Work to complete:
Your task is to reproduce the material exactly.
## start
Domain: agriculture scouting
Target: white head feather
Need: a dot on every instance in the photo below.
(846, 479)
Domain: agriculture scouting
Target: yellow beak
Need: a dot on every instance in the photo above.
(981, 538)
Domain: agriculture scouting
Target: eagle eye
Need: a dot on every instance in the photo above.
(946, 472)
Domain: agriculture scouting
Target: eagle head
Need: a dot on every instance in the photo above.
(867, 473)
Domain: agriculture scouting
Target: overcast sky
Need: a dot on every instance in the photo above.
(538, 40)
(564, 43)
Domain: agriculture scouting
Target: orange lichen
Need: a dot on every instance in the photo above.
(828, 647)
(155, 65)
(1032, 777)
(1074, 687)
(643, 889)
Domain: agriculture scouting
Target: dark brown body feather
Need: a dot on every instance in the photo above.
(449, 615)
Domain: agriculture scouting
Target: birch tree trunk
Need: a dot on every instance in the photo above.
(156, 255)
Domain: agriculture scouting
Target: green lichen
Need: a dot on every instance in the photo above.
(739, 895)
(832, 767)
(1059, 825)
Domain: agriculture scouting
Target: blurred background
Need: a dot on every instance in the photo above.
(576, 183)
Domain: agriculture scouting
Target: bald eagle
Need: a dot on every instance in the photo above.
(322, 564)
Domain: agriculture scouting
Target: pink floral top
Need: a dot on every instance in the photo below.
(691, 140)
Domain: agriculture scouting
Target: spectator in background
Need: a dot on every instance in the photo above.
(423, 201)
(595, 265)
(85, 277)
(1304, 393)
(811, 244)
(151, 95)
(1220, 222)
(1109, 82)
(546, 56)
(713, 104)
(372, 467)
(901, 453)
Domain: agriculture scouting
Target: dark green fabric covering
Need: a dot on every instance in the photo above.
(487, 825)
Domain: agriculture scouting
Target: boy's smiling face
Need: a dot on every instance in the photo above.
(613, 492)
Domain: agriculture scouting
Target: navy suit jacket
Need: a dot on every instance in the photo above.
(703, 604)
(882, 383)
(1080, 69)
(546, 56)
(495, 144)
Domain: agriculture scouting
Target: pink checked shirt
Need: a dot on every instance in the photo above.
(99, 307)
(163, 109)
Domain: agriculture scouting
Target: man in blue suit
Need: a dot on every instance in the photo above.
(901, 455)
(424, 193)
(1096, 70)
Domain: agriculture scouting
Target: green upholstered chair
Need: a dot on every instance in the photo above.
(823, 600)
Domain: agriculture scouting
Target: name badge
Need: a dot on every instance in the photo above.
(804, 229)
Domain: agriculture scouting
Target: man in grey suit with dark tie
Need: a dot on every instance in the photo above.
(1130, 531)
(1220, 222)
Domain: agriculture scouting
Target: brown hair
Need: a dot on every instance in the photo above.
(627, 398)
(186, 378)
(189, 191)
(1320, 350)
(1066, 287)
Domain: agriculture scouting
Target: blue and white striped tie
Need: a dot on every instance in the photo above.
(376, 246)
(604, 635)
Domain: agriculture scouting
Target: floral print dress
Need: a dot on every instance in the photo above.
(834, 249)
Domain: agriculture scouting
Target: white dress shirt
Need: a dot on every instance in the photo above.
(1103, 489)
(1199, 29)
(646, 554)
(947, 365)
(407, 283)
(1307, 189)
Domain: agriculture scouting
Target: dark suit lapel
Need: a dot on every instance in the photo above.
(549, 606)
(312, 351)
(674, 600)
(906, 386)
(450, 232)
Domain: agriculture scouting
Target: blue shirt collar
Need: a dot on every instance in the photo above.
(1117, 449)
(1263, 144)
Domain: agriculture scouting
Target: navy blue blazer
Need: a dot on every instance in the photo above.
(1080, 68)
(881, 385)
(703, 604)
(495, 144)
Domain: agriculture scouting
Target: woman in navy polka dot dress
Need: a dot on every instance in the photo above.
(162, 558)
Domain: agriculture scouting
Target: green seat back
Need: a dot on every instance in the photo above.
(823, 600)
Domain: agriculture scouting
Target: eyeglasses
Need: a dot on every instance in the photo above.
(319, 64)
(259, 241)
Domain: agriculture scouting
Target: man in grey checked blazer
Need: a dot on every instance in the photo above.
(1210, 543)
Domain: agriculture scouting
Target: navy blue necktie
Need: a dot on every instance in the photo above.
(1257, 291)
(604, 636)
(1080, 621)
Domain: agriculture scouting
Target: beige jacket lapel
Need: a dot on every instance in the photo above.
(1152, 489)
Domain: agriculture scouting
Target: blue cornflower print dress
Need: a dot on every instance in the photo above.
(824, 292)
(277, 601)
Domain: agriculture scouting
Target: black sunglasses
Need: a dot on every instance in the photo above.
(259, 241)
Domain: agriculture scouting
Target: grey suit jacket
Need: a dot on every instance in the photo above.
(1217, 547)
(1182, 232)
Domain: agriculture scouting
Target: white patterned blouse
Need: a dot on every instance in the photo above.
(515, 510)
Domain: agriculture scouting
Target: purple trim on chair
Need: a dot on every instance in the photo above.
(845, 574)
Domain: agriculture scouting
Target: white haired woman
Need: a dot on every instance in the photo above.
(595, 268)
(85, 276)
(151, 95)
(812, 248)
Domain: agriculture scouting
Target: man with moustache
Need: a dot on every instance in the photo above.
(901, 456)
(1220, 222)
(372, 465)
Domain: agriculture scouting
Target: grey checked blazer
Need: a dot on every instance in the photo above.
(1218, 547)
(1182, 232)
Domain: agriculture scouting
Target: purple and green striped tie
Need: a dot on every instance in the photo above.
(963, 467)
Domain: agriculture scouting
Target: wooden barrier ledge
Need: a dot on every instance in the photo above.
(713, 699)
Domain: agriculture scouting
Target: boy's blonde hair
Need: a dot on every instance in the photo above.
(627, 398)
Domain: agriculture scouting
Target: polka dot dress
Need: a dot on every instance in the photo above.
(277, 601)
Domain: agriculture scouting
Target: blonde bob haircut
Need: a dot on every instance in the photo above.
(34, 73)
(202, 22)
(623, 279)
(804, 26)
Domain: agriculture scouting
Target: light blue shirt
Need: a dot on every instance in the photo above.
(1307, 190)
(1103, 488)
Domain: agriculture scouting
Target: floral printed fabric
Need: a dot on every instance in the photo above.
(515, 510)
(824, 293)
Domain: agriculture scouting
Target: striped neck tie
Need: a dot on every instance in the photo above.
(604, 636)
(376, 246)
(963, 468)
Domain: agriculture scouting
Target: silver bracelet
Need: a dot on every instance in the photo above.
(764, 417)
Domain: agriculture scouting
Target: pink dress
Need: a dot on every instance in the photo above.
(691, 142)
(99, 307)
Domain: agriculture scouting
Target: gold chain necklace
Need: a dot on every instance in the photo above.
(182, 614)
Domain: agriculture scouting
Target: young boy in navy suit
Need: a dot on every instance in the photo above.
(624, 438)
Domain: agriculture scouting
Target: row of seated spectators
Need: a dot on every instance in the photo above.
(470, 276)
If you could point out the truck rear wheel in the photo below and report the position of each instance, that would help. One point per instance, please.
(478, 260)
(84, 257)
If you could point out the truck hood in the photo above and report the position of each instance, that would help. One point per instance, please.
## end
Completed exercise:
Domain: agriculture scouting
Target: white head feather
Need: a dot on every instance in the photo below.
(846, 479)
Domain: agriculture scouting
Target: yellow beak
Need: a dot on every instance in the photo above.
(981, 538)
Domain: agriculture scouting
Target: eagle eye
Need: a dot on every instance in the photo above.
(946, 472)
Domain: agriculture scouting
Target: eagle head
Need: a dot on every instance in the photo above.
(867, 473)
Domain: agriculture scouting
Target: overcast sky
Need: a dot on every instance in the photo above.
(538, 40)
(564, 43)
Domain: agriculture scouting
Target: orange lichen
Need: a dot on every instance in the photo above.
(828, 647)
(155, 65)
(1032, 777)
(1074, 687)
(643, 889)
Domain: agriculture scouting
Target: dark brown body feather
Need: a dot on every instance in the photo above.
(449, 615)
Domain: agriculture scouting
Target: birch tree trunk
Need: a dot on every instance in the photo above.
(156, 255)
Domain: agriculture scouting
Target: green lichen
Need: a dot on every instance in the photo above.
(739, 895)
(832, 767)
(1059, 825)
Domain: agriculture scouting
Target: blurred background
Need: a dot on every instance in the photo above.
(576, 183)
Domain: agriculture scouting
Target: bald eagle
Need: a dot on every instance in the photo above.
(322, 564)
Domain: agriculture scouting
Target: pink floral top
Need: a dot on every instance in the photo below.
(691, 140)
Domain: agriculture scouting
Target: spectator in background
Need: a dot on every instance in the photo above.
(423, 201)
(595, 265)
(85, 277)
(1304, 393)
(811, 244)
(151, 95)
(1220, 222)
(1109, 82)
(546, 56)
(713, 104)
(372, 467)
(901, 453)
Domain: agriculture scouting
Target: dark green fabric covering
Need: a dot on every instance in the photo above.
(487, 825)
Domain: agriculture scouting
Target: boy's smiling face
Need: a dot on every instance in the photo above.
(613, 492)
Domain: agriculture scouting
Target: navy suit jacket
Need: a dot on every instance in the photo above.
(703, 604)
(882, 383)
(1080, 69)
(546, 56)
(495, 144)
Domain: agriculture scouting
Target: pink checked shirt
Need: a dot on every instance in the photo above.
(99, 307)
(163, 109)
Domain: agriculture scouting
Target: man in blue suit
Need: a dot on every instance in the photo above.
(901, 455)
(424, 193)
(1096, 70)
Domain: agriculture scouting
Target: green upholstered chair
Need: a dot on every instance in the photo above.
(823, 600)
Domain: agriculture scouting
Target: name badge
Need: a dot on every instance in the photo above.
(804, 229)
Domain: agriculture scouting
Target: man in grey suit with dark tie
Need: a dot on every instance in the photo above.
(1130, 531)
(1220, 222)
Domain: agriculture scouting
Target: brown hair
Need: a dot on every instance in the photo above.
(627, 398)
(186, 378)
(189, 191)
(1320, 350)
(1066, 287)
Domain: agriculture scouting
Target: blue and white striped tie
Need: a dot on every instance in the photo above.
(376, 246)
(604, 635)
Domain: agriculture scouting
Target: floral print dress
Need: a dot on every instance in the photo above.
(834, 249)
Domain: agriculture scouting
Target: white dress shirt
Need: a dot on every instance in the photo above.
(1103, 489)
(1199, 29)
(646, 554)
(947, 365)
(407, 283)
(1307, 189)
Domain: agriculture scouting
Target: dark suit lapel
Need: a dot on every instance in the photo above.
(549, 606)
(312, 351)
(674, 600)
(906, 386)
(450, 232)
Domain: agriculture scouting
Target: blue shirt collar
Need: a dot on every instance in the photo above.
(1117, 449)
(1263, 144)
Domain: agriculture scouting
Target: navy blue blazer
Need: a dot on every instance in the photo above.
(1080, 68)
(881, 385)
(703, 604)
(495, 144)
Domain: agriculture scouting
Target: woman in navy polka dot dress
Need: a dot on every instance in the photo above.
(162, 558)
Domain: agriculture scouting
Target: green seat back
Need: a dot on every instance in the photo above.
(823, 600)
Domain: agriculture scouting
Target: eyeglasses
Need: a dot on every instance in the photo above.
(319, 64)
(259, 241)
Domain: agriculture scouting
Target: man in grey checked blazer
Need: a dot on every instance in the photo above.
(1210, 543)
Domain: agriculture scouting
Target: navy blue necktie
Need: a dot on every instance in the photo above.
(1257, 291)
(604, 636)
(1080, 621)
Domain: agriculture scouting
Target: beige jacket lapel
Need: a dot on every instance in the photo above.
(1152, 489)
Domain: agriculture scouting
Target: blue cornflower print dress
Need: a dot on every instance in the photo above.
(824, 292)
(277, 601)
Domain: agriculture scouting
Target: black sunglasses
Need: a dot on every instance in the photo above.
(259, 241)
Domain: agriculture scouting
Target: grey suit jacket
Need: a dot on every instance in the photo above.
(1217, 547)
(1182, 232)
Domain: agriculture scouting
Target: white patterned blouse
Need: a dot on every instance in the photo above.
(515, 510)
Domain: agriculture scouting
Target: purple trim on chair
Need: a dot on every instance in the photo above.
(845, 574)
Domain: agriculture scouting
Target: white haired woman
Need: a dot on every instance in the photo above.
(595, 268)
(85, 276)
(151, 95)
(812, 248)
Domain: agriculture scouting
Target: man with moustache
Need: a dot on every instance in the photo above.
(901, 456)
(1220, 222)
(372, 465)
Domain: agriculture scouting
Target: grey checked blazer
Need: a dot on every instance in the photo above.
(1218, 547)
(1182, 232)
Domain: agriculture scouting
Target: purple and green striped tie
Need: a dot on every instance in the photo above.
(963, 467)
Domain: agriculture scouting
Target: wooden barrier ledge
Need: a dot on every instance in the photo above.
(713, 699)
Domain: agriculture scouting
Target: boy's blonde hair
Need: a dot on every instance in the photo above.
(627, 398)
Domain: agriculture scouting
Target: polka dot dress
Need: a dot on every instance in the photo above.
(277, 601)
Domain: agriculture scouting
Target: blonde bob haircut
Need: a dot on every instance in the photo above.
(34, 73)
(202, 22)
(623, 279)
(804, 26)
Domain: agriculture scouting
Target: light blue shirt
Need: a dot on every instance in the photo above.
(1307, 190)
(1103, 488)
Domain: agriculture scouting
Target: floral printed fabric
Need: a dot on every instance in the photo above.
(515, 510)
(824, 293)
Domain: agriculture scouting
Target: striped neck tie
Need: a dot on every instance in the photo above.
(604, 636)
(376, 246)
(963, 468)
Domain: agriculture scouting
Target: silver bracelet
Need: a dot on every instance in the photo above.
(764, 417)
Domain: agriculture scouting
Target: pink dress
Need: a dot on every instance in the photo above.
(691, 142)
(99, 307)
Domain: agriculture scouting
Target: gold chain necklace
Need: a dot on every instance in the photo above.
(182, 614)
Domain: agriculture scouting
Target: young boy in navy suit
Need: a dot on every instance in the photo above.
(624, 438)
Domain: agriculture scouting
Target: row of seated spectators
Need: a dot on every instance in the photo above.
(470, 276)
If you could point out the truck rear wheel in the photo below and report the position of each instance, that would help. One point per instance, please.
(478, 260)
(84, 257)
If you could point out the truck hood in the photo above and report the position of each instance, that would help. One point per instance, please.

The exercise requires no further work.